■ Text provided ■
☆ ☆ ☆ ☆ ☆

At I/O 2022, Google is giving a surprising amount of attention to the Assistant Smart Display that it announced three years ago on the very same stage. “Look and Talk” will let you activate Assistant by just gazing at your Nest Hub Max, while Quick Phrases is also coming to give you another way to skip “Hey Google.”

Look and Talk for Nest Hub Max

Humorously codenamed “Blue Steel” after Zoolander, Google today announced “Look and Talk” for the Nest Hub Max.

From up to five feet away, the Smart Display can recognize that you’re looking directly at it and start listening for a command without you having to say “Hey Google.” Google equates this hotword-less interaction to making eye contact with a person in real-life before talking.

Behind-the-scenes, six machine learning models process over 100 signals from the camera and microphone, including: proximity, head orientation, gaze direction, lip movement, context awareness and intent classification. As such, Google can tell “whether you’re actually making eye contact with your device rather than just giving it a passing glance”.

☆ ☆ ☆ ☆ ☆

■ Data lines ■

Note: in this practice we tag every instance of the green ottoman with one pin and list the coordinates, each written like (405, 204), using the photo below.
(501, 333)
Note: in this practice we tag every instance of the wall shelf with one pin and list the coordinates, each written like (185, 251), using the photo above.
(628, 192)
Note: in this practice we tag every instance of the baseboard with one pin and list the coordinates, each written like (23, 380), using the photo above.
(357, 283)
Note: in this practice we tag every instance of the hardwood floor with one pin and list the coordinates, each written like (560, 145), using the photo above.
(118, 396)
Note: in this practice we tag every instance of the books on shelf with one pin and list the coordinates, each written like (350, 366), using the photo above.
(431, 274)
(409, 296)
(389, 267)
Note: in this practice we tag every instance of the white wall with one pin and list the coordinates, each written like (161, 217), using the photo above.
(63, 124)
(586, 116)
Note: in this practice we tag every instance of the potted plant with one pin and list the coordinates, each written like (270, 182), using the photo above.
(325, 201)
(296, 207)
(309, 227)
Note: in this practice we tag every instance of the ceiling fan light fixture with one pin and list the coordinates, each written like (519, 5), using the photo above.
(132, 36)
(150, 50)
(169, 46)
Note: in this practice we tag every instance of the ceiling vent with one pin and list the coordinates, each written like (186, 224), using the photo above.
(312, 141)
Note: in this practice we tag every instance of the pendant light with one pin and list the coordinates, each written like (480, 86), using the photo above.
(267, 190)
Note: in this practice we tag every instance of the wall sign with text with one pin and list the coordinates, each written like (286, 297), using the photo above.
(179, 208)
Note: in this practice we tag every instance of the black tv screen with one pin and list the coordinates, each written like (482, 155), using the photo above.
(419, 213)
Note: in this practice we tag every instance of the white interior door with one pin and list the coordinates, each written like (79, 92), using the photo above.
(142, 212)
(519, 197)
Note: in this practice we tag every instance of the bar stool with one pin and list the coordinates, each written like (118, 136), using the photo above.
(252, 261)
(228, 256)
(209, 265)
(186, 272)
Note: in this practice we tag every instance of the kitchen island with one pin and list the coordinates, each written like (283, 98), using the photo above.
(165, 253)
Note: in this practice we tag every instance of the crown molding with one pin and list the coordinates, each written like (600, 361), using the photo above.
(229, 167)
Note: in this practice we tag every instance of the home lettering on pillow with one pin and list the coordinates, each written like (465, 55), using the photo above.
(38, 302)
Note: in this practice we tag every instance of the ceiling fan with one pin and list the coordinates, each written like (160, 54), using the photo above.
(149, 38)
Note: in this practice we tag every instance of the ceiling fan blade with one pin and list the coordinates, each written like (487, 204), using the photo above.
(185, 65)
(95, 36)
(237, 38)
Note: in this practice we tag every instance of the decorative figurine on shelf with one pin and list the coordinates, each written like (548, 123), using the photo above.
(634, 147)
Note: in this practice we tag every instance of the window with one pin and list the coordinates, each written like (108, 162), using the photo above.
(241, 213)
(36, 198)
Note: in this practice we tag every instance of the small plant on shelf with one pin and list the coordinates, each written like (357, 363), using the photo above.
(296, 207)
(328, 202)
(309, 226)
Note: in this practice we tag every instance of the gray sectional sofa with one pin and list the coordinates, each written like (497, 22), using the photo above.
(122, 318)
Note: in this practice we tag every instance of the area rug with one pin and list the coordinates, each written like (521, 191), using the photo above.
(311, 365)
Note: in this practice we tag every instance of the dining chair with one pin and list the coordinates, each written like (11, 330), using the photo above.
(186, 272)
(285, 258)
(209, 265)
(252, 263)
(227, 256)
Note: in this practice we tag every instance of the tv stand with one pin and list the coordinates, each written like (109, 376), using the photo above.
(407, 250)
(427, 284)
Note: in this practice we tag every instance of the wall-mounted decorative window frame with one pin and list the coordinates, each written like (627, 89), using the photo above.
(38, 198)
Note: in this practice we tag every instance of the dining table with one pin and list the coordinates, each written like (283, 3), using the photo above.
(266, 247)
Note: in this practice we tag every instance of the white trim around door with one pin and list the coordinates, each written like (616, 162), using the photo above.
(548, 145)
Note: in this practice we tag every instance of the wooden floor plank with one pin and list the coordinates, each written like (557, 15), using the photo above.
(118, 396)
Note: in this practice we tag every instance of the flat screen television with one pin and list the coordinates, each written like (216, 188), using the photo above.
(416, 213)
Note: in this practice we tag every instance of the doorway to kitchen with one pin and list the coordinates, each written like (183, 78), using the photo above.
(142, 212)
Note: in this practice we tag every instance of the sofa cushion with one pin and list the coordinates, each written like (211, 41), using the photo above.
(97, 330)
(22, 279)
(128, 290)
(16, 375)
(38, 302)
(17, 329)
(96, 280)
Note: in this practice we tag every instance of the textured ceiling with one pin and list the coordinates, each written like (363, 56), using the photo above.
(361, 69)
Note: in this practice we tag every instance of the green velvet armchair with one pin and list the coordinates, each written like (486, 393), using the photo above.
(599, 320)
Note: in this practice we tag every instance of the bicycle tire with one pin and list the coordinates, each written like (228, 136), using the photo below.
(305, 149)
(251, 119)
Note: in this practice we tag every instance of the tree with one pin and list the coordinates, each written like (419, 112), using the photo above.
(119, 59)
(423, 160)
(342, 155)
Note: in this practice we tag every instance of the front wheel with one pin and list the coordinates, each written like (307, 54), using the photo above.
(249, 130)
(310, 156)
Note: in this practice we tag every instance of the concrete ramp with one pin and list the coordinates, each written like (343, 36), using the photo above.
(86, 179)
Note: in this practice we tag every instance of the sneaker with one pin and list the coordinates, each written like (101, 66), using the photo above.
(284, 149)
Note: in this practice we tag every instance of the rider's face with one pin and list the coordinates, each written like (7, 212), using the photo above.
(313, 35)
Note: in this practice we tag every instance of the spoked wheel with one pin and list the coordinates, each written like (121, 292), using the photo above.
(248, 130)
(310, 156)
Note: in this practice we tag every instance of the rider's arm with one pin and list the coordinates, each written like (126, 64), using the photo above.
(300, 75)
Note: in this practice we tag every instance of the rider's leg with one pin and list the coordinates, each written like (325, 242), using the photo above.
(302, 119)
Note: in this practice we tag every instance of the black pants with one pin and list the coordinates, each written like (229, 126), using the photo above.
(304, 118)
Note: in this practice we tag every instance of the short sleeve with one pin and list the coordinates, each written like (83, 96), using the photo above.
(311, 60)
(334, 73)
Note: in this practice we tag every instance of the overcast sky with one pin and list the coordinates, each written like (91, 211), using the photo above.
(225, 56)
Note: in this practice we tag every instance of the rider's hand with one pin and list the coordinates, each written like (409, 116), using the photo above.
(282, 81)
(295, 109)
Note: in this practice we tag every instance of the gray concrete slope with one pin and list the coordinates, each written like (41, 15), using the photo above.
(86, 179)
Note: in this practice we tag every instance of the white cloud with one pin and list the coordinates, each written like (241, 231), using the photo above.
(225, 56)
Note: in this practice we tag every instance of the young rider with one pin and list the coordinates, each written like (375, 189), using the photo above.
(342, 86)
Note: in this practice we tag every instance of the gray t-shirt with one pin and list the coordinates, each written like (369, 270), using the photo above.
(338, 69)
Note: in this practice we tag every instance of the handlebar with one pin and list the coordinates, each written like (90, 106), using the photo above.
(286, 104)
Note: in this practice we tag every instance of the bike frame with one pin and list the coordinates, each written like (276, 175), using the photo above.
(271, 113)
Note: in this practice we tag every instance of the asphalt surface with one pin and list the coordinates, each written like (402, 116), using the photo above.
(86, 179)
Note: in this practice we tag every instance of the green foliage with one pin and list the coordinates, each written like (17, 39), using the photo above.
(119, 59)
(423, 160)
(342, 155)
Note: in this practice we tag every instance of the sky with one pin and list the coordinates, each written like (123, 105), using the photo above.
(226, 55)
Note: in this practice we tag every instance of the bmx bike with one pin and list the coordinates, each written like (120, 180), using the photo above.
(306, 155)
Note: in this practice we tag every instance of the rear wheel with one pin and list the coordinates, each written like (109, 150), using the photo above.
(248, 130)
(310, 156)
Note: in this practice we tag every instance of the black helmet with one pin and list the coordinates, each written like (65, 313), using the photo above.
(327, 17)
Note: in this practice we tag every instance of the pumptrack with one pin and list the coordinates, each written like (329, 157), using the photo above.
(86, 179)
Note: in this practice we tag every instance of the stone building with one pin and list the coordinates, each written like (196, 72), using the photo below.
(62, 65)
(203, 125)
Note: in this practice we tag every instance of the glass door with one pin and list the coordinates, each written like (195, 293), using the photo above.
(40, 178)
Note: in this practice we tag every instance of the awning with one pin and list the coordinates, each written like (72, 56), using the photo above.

☆ ☆ ☆ ☆ ☆

■ Instructions ■
1. Find every line of the records that contains the string "interior", and copy each one. Matches must have the same case.
2. Write what comes next in the article about Look and Talk on the Nest Hub Max, starting after its final sentence.

■ Responses ■
1.
Note: in this practice we tag every instance of the white interior door with one pin and list the coordinates, each written like (79, 92), using the photo above.

2.
All this processing occurs locally on-device and no video is sent to the cloud. For Look and Talk to work, both Voice Match and Face Match have to be manually enabled. Real Tone, like on the Pixel 6 camera, is leveraged to make sure the feature works “across a range of skin tones.”

Hey Google continues to work, and tapping the screen cancels Look and Talk. This joins how the Nest Hub Max already uses its camera (6.5MP with 127 degree field of view) for quick gestures where you can hold up your palm to the lens to pause/resume media, dismiss timers/alarms, and stop Assistant responses.

Look and Talk is rolling out to the Nest Hub Max for Android users of the Google Home app “this week” in US English. It will be available on iOS in mid-May.

Quick Phrases

Google is bringing Quick Phrases from the Pixel 6 series to the Nest Hub Max this summer in US English. For some pre-selected commands, you won’t have to say the “Hey Google” hotword beforehand. This is meant to make conversations more fluid and also works on-device. Example commands include:

  • Set a timer or alarm
  • Ask for the time
  • Turn the lights on or off
  • Cancel a timer or alarm
  • Dim or brighten the lights
  • Ask for the weather

It requires that Voice Match be enabled, while users have to select which phrases/commands they want the Nest Hub Max to listen for.

Natural Assistant conversations

Lastly, Google previewed today how conversations with Assistant will become more natural. Assistant will essentially ignore “umm,” interruptions, natural pauses, and other self-corrections rather than just going with what you initially said.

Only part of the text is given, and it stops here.